Шум и яркость

Фото Marc Brenner

Фото Marc Brenner

Звучит энергичная электронная музыка. По креслам, полу, потолку и лицам зрителей почтенного лондонского театра Drury Lane скользят синие лучи. Капельдинеры, держа в руках таблички с напоминанием о запрете съемки и просьбой отключить звук на телефонах, зажигательно танцуют в проходах. Так, еще до открытия занавеса, начинается спектакль Джейми Ллойда «Много шума из ничего».

Эта веселая дискотека продолжится и на огромной пустой сцене, усыпанной розовыми лепестками-конфетти. Все декорации, придуманные Сутрой Гилмур, сводятся к большому воздушному шару в виде красного сердца и к десяти стильным голубым стульям, которые то в ряд, то в два, то параллельно, то перпендикулярно рампе, выставляют актеры. Герои, одетые художницей в яркие, блестящие костюмы, много танцуют, поют, улыбаются, шутят, радуются друг другу и восхваляют любовь. Молодой Клавдио в исполнении Джеймса Фуна теряет голову, и без того не слишком отягощенную мыслями, от одного лишь взгляда на раскрепощенную Геро (Мара Хуф). Стремительность их помолвки в этом легкомысленном мире не кажется странной, как не вызывают удивления шутки с акцентированным сексуальным подтекстом и чувственные танцевальные движения (хореограф Фабиан Элоиз).

Вторая чета влюбленных, Бенедикт и Беатриче, старше, им около сорока. И музыка, которой наполнен спектакль, это хиты их юности – от Beastie Boys до Backstreet Boys. Том Хиддлстон, на появление которого публика реагирует как на выход рок-звезды, мог бы, пользуясь популярностью и природным обаянием, строить роль на давно отработанных в кино приемах. Или просто с выражением произносить текст. Или красиво ходить по сцене. Зрители, кажется, позволили бы ему все – но сам он себе такого не разрешает. Хиддлстон самозабвенно ныряет в кучу лепестков, играючи рушит и сразу же снова возводит четвертую стену, и даже мультяшно проваливается в люк. Но его Бенедикт шире и интереснее очаровательного закоренелого холостяка – он еще молод и полон энергии, а найти ей применения не может, жаждет смыслов. Точно также, как и Беатриче в замечательной трактовке Хейли Этвелл. Язвительная интеллектуалка, страстная красавица, и… страшно испуганная собственной нежностью женщина. Они веселятся и пляшут, но сквозь циничное, остроумное и самоуверенное отрицание брака просвечивают одиночество, растерянность. Они знают, что в следующий раз их, «скучных взрослых», на вечеринку уже не позовут.

——————

## ПИСЬМЕННОЕ ЗАДАНИЕ A
Ответьте на вопросы по тексту о спектакле:
(i) Кто придумал декорации?
(ii) Кто исполняет роль Беатриче?
(iii) Сколько голубых стульев стоит на сцене?
Текст о спектакле и перечень между собой никак не связаны.

——————

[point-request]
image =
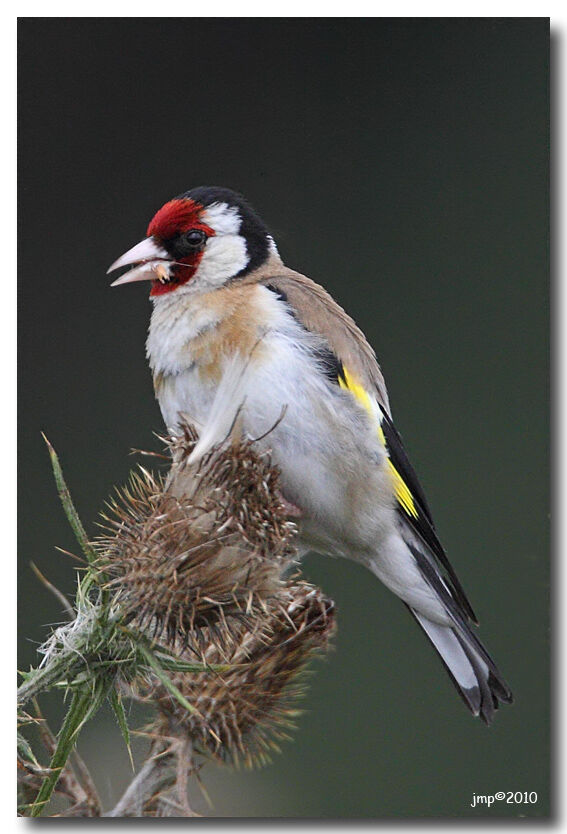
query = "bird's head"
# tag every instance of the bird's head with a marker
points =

——————

## ПИСЬМЕННОЕ ЗАДАНИЕ B
Перепишите дословно все строки перечня, приведенного выше, не включая в ответ изображения.

## ОТВЕТ A
(i) Сутра Гилмур.
(ii) Хейли Этвелл.
(iii) Десять.

## ОТВЕТ B
[point-request]
image =
query = "bird's head"
# tag every instance of the bird's head with a marker
points =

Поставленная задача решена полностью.